== Problem to solve ==
Reproduce every one of the following rows verbatim, omitting the pictures from your output.

Object position labeling entries:
○ ○ ○ ○
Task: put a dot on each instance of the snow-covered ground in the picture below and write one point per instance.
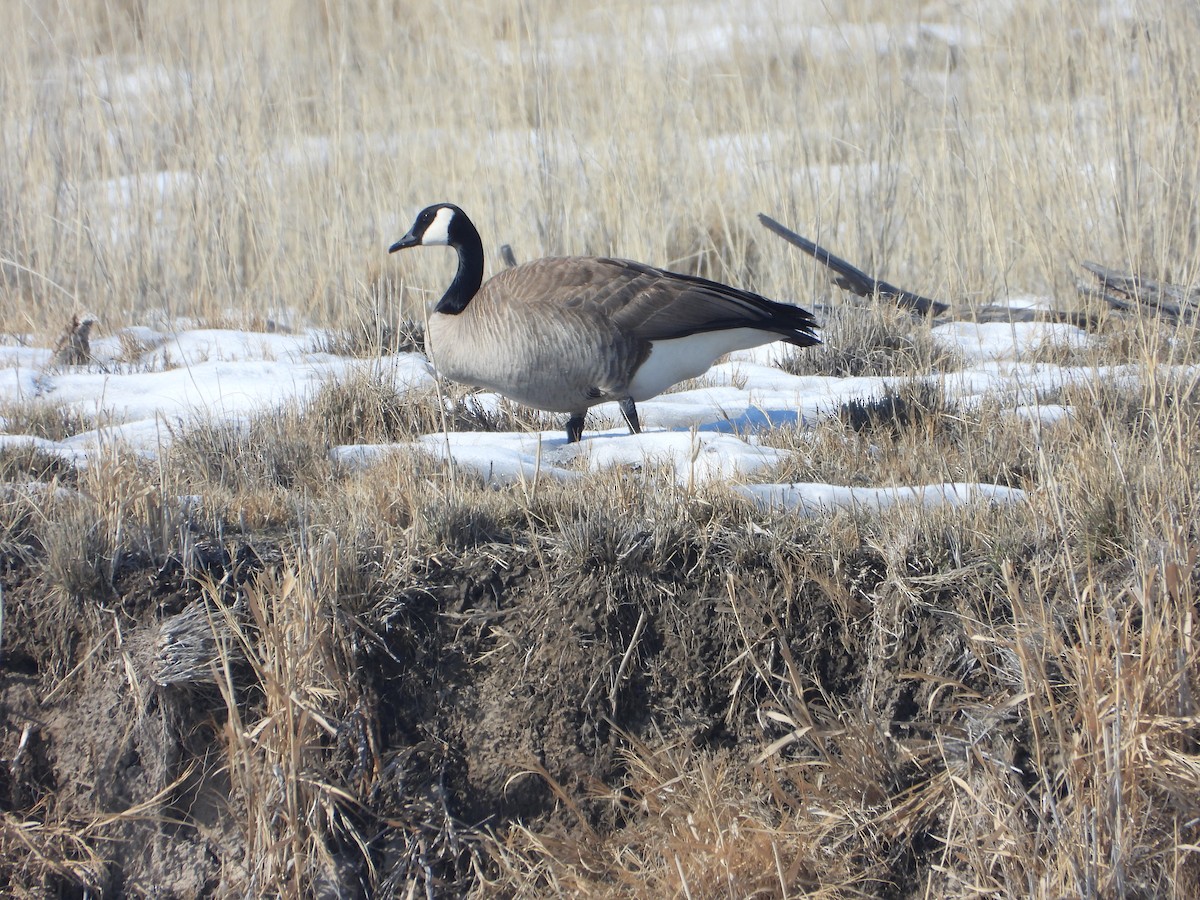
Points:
(139, 399)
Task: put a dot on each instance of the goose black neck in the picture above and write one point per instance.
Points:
(469, 276)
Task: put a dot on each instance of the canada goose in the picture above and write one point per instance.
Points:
(563, 334)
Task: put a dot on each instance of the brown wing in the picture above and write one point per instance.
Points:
(651, 304)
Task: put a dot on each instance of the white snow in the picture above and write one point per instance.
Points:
(145, 385)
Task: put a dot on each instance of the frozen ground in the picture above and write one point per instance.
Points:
(171, 381)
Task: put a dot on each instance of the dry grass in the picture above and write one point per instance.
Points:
(405, 682)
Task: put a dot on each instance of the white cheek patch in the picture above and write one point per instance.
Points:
(439, 228)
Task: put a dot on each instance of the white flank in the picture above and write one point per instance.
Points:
(672, 361)
(438, 233)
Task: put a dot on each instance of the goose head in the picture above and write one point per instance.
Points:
(445, 225)
(437, 226)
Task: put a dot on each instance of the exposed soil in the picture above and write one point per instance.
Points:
(491, 678)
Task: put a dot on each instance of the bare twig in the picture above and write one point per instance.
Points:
(856, 280)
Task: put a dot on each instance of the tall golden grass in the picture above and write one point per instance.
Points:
(226, 161)
(1015, 689)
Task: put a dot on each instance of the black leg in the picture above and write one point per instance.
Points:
(630, 412)
(575, 427)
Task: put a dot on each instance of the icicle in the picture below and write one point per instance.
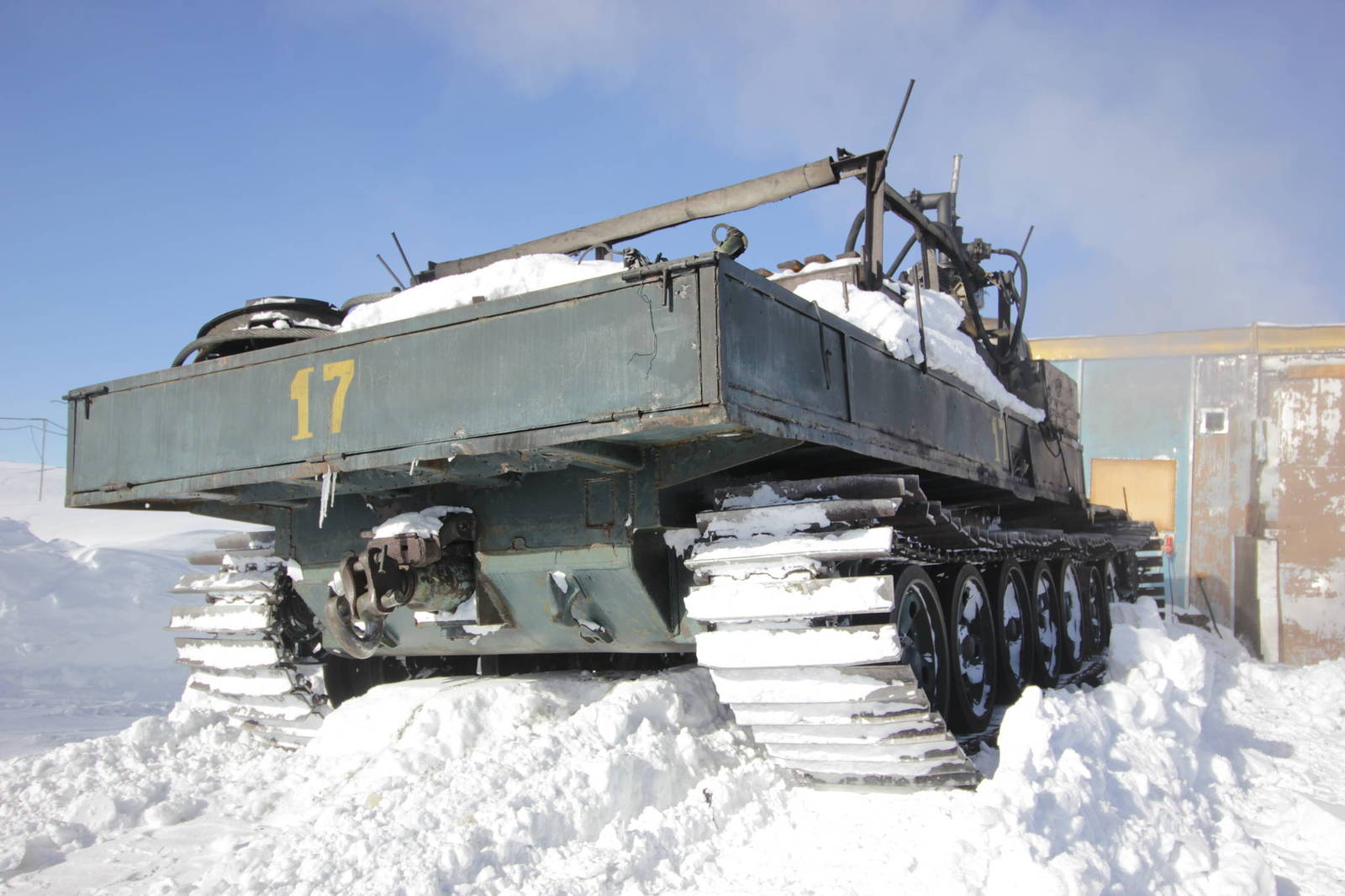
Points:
(329, 498)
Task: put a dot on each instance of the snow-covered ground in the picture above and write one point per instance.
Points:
(1194, 770)
(84, 603)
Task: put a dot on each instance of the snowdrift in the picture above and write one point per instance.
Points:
(1194, 770)
(84, 602)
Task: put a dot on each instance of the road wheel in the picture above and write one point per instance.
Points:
(1015, 631)
(972, 638)
(920, 631)
(1071, 582)
(1042, 591)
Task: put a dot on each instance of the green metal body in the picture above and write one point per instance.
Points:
(578, 423)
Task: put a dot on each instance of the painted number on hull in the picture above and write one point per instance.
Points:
(343, 372)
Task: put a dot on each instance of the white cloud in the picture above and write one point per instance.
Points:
(1114, 128)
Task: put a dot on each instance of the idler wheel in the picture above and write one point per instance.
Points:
(356, 635)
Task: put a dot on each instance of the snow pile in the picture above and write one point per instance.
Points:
(562, 783)
(509, 277)
(947, 347)
(85, 651)
(1195, 770)
(50, 519)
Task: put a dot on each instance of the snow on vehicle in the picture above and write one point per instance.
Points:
(842, 488)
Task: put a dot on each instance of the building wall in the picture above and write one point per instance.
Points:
(1223, 472)
(1253, 419)
(1302, 488)
(1141, 408)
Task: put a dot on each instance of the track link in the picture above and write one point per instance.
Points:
(807, 656)
(241, 662)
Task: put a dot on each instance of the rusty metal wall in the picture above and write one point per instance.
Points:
(1262, 467)
(1221, 463)
(1302, 490)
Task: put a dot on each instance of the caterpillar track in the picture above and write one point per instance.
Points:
(824, 626)
(241, 643)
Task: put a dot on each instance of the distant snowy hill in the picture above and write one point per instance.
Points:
(84, 603)
(1194, 770)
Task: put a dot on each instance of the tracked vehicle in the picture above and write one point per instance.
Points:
(663, 463)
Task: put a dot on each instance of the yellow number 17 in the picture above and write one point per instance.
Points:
(343, 372)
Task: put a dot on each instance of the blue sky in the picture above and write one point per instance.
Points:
(167, 161)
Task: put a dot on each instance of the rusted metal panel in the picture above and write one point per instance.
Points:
(1221, 465)
(1304, 486)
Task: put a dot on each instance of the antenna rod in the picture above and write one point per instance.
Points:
(883, 168)
(1031, 228)
(409, 269)
(400, 286)
(1019, 262)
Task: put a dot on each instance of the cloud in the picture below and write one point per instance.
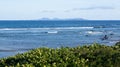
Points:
(48, 11)
(93, 8)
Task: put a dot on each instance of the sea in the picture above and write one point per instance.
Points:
(21, 36)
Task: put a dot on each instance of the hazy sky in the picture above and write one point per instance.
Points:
(36, 9)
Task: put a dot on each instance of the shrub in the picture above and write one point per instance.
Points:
(95, 55)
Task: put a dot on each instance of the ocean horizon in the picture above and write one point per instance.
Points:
(19, 36)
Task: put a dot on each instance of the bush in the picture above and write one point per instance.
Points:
(95, 55)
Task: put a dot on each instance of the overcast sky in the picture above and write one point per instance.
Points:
(36, 9)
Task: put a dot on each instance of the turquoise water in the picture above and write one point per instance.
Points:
(20, 36)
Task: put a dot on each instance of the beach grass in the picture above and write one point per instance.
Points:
(95, 55)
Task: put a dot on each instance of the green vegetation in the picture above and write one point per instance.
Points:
(94, 55)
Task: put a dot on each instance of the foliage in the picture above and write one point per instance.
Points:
(94, 55)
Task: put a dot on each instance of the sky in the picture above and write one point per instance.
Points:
(37, 9)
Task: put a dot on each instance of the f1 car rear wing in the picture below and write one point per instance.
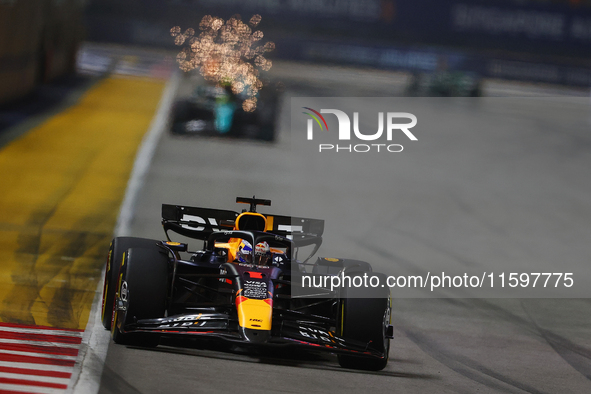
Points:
(200, 223)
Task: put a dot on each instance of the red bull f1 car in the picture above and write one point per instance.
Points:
(243, 286)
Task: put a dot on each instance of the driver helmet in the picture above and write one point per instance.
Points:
(262, 253)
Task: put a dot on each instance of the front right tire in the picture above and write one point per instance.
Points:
(143, 290)
(365, 320)
(119, 246)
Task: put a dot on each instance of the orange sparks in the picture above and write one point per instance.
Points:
(225, 53)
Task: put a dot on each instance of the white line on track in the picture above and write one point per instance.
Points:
(35, 366)
(33, 354)
(37, 343)
(30, 389)
(74, 334)
(86, 378)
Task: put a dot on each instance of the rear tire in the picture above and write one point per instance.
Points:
(365, 320)
(145, 279)
(118, 247)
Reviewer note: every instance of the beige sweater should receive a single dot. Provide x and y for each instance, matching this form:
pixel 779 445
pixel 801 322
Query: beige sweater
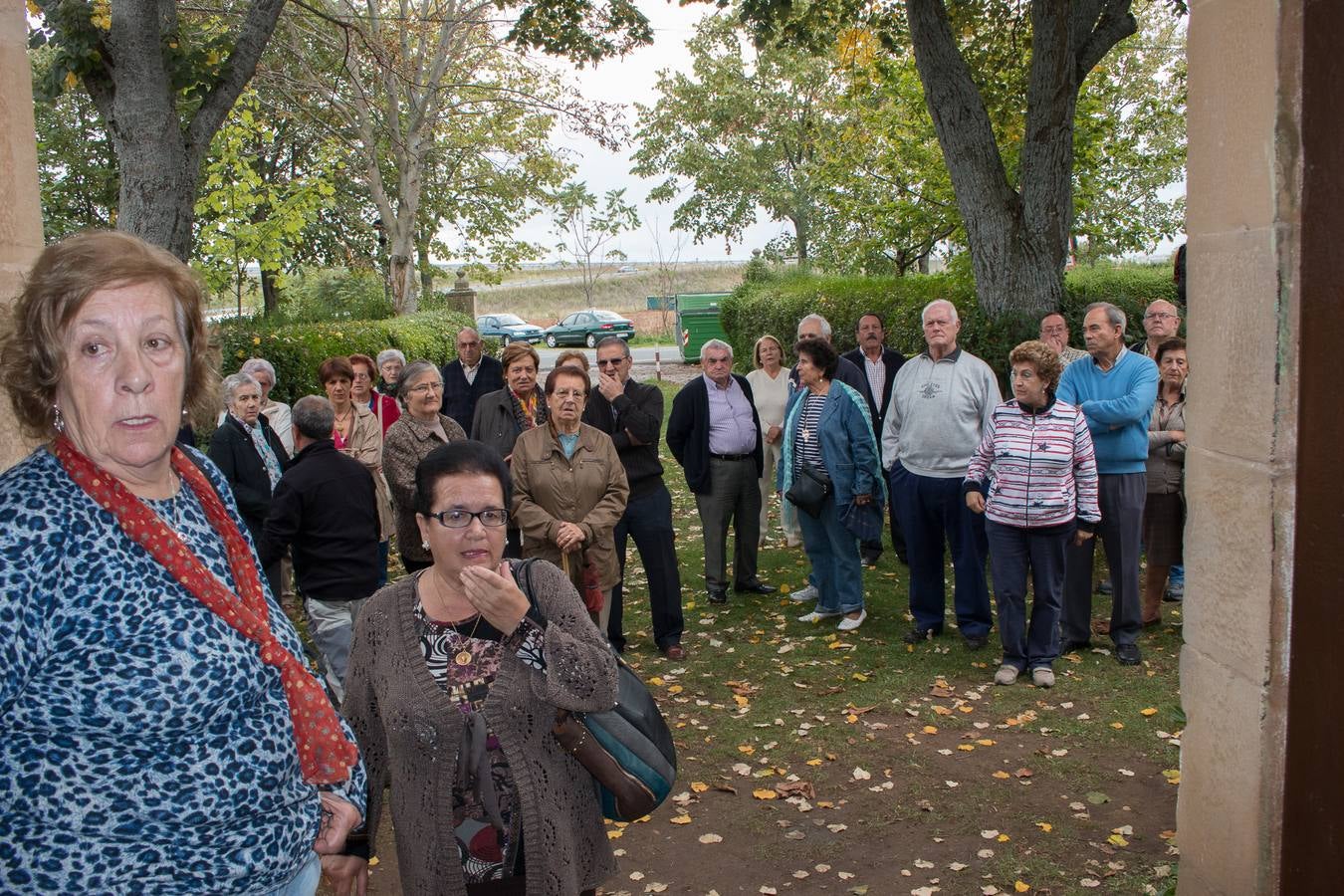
pixel 409 731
○ ○ ○ ○
== Worked answer ==
Task: put a dot on each instance of the snow-covered ground in the picture below and write one point per instance.
Points:
(139, 399)
Task: put a dot on each instance of the goose black neck in the picture above and write one point per instance.
Points:
(469, 276)
Task: put a dot on each instance of the canada goose in the picture above and write one point per instance.
Points:
(563, 334)
Task: put a dot on each instance of the brown wing in the picture above and write one point per instance.
Points:
(651, 304)
Task: put a dot on each instance of the white snow in the picture above and write one point per instance.
Points:
(145, 385)
Task: put a dot on each instance of the frozen ground in the picture above and write one point per instance.
Points:
(171, 381)
Task: put a dot on each instance of the dry grass in the picture above and write one point per instance.
Points:
(405, 682)
Task: put a dot on each instance of the white cheek patch in the picture above and write one point per instance.
Points:
(439, 228)
Task: put a dot on each instance of the white flank in the picture above and write one point per instance.
Points:
(672, 361)
(438, 233)
Task: put a dot on each instance of the goose head in the picture above and write one point per instance.
Points:
(445, 225)
(437, 226)
Task: put a dot on each instance of the exposed soil in the picture above and write one point per instance.
Points:
(491, 678)
Task: put a dot on each instance of the bare twig in the picture above and write one point per instance.
Points:
(856, 280)
Task: put a dot on each instance of the tall golden grass in the picture above and write one point per instance.
Points:
(226, 161)
(1015, 689)
Task: put a dot on each instance of the black leg in the picture above and write one point per instance.
Points:
(630, 412)
(575, 427)
Task: put a dot on each instance of the icicle in the picture below and write one point per instance.
Points:
(329, 498)
Task: put a dot on each instance of the snow-covered ground in the picture above and write one point per instance.
Points:
(1194, 770)
(84, 603)
Task: put a dot on each instance of the snowdrift in the picture above and write one point per instance.
Points:
(1194, 770)
(84, 602)
Task: put a dot on each instance of the road wheel in the picture above and write one point per instance.
Points:
(1015, 631)
(972, 638)
(920, 631)
(1071, 582)
(1042, 591)
Task: put a dot on each instance of the green metal body in the picture above and write one point per instance.
Points:
(578, 423)
Task: put a dot on each instance of the painted number on hull in the picture above and write one point per instance.
Points:
(343, 372)
Task: put a dot on each instance of the white cloud in the picture above and write one point per instance.
Points:
(1114, 128)
Task: put a dot on each instance of the idler wheel in the picture above and write one point per instance.
Points:
(356, 635)
Task: put a dot on each instance of the snow pile in the picture above and write one point per instance.
Points:
(562, 783)
(509, 277)
(947, 347)
(85, 651)
(1195, 770)
(50, 519)
Task: put a dot on each instance of the snow on vehicle in the picture above and write one point per instance.
Points:
(842, 488)
Task: put a dot on each instance of the building wall in the picture above and write one point per instance.
Points:
(1223, 472)
(1253, 419)
(1302, 488)
(1141, 408)
Task: put a dot on each instance of the track link in the picture above and write one point per instance.
Points:
(807, 656)
(241, 662)
Task: put a dot on each instance of the rusty metal wall in the picture above and write one point per instance.
Points:
(1262, 467)
(1221, 463)
(1302, 490)
Task: put a dot on each instance of the caterpillar track in the picture above and write one point per instance.
Points:
(824, 626)
(241, 643)
Task: put a dot on each instance of the distant snowy hill in the picture above and write one point per instance.
Points:
(84, 603)
(1194, 770)
Task: put a dot on each instance of the tracked vehicle in the picture above and write one point per instance.
Points:
(663, 463)
Task: put a dot on each instance of the yellow number 17 in the picture above and write one point per instance.
Points:
(343, 372)
Task: put a dot on each instance of the blue sky in the picture above and write one point per instance.
Points:
(167, 161)
Task: put a dot on each instance of the rusted metal panel in the picture above and write one point per instance.
Points:
(1221, 465)
(1304, 486)
Task: put a dot on each instance of the antenna rod in the picture above and write one point per instance.
Points:
(883, 168)
(1031, 228)
(409, 269)
(400, 286)
(1019, 262)
Task: put a dot on each instance of the cloud in the picture below and write one point per instance.
Points:
(48, 11)
(93, 8)
Task: put a dot on each instance of the sea in the picture above and write one point per instance.
Points:
(21, 36)
Task: put a dot on each instance of the hazy sky in the picture above and write one point per instance.
Points:
(36, 9)
Task: put a dot on each instance of the shrub in the picture above and write one point per instance.
Points:
(95, 55)
Task: put a dot on each instance of the ocean horizon in the picture above and write one point per instance.
Points:
(19, 36)
Task: put a dot on each instance of the bush in the picture above and write one point per instance.
Points:
(95, 55)
Task: put a dot on each instance of the overcast sky in the picture above and write one point per instance.
Points:
(36, 9)
Task: put a dot on each instance of the turquoise water in the picture above and write one point per instance.
Points:
(20, 36)
Task: put a dot on each instance of the beach grass in the picture above and write one point per instance.
Points:
(95, 55)
Task: put a dot on each instance of the green vegetation in the picture above and write one point per instance.
Points:
(94, 55)
Task: put a dot on each instance of the foliage in the picture above and write one point per instance.
Points:
(94, 55)
Task: put a dot on each instance of the sky in the picture above and write one point per instance.
Points:
(37, 9)
Task: put a dot on each instance of the f1 car rear wing in the picture below and write one point per instance.
Points:
(200, 223)
Task: put a dot on each instance of the red bull f1 car in the picture above and write one point per instance.
Points:
(243, 286)
Task: put a dot on each instance of the driver helmet in the picture above and write one point per instance.
Points:
(262, 253)
Task: put a dot on each instance of the front right tire in the picture above and write one point per instance.
Points:
(143, 290)
(365, 320)
(119, 246)
Task: put a dot on each instance of the orange sparks in the picture above and write one point per instance.
Points:
(225, 53)
Task: put a dot on each instance of the white line on track in the picture above and write one point per instance.
Points:
(35, 366)
(33, 354)
(37, 343)
(30, 389)
(74, 334)
(86, 378)
Task: put a dot on each instance of the rear tire in the picture above and write one point per instance.
Points:
(365, 320)
(145, 279)
(118, 247)
Reviewer note: every instance of the beige sweater should receive a single dot. Provide x and y for each instance, matching this form:
pixel 779 445
pixel 801 322
Query: beige sweater
pixel 409 731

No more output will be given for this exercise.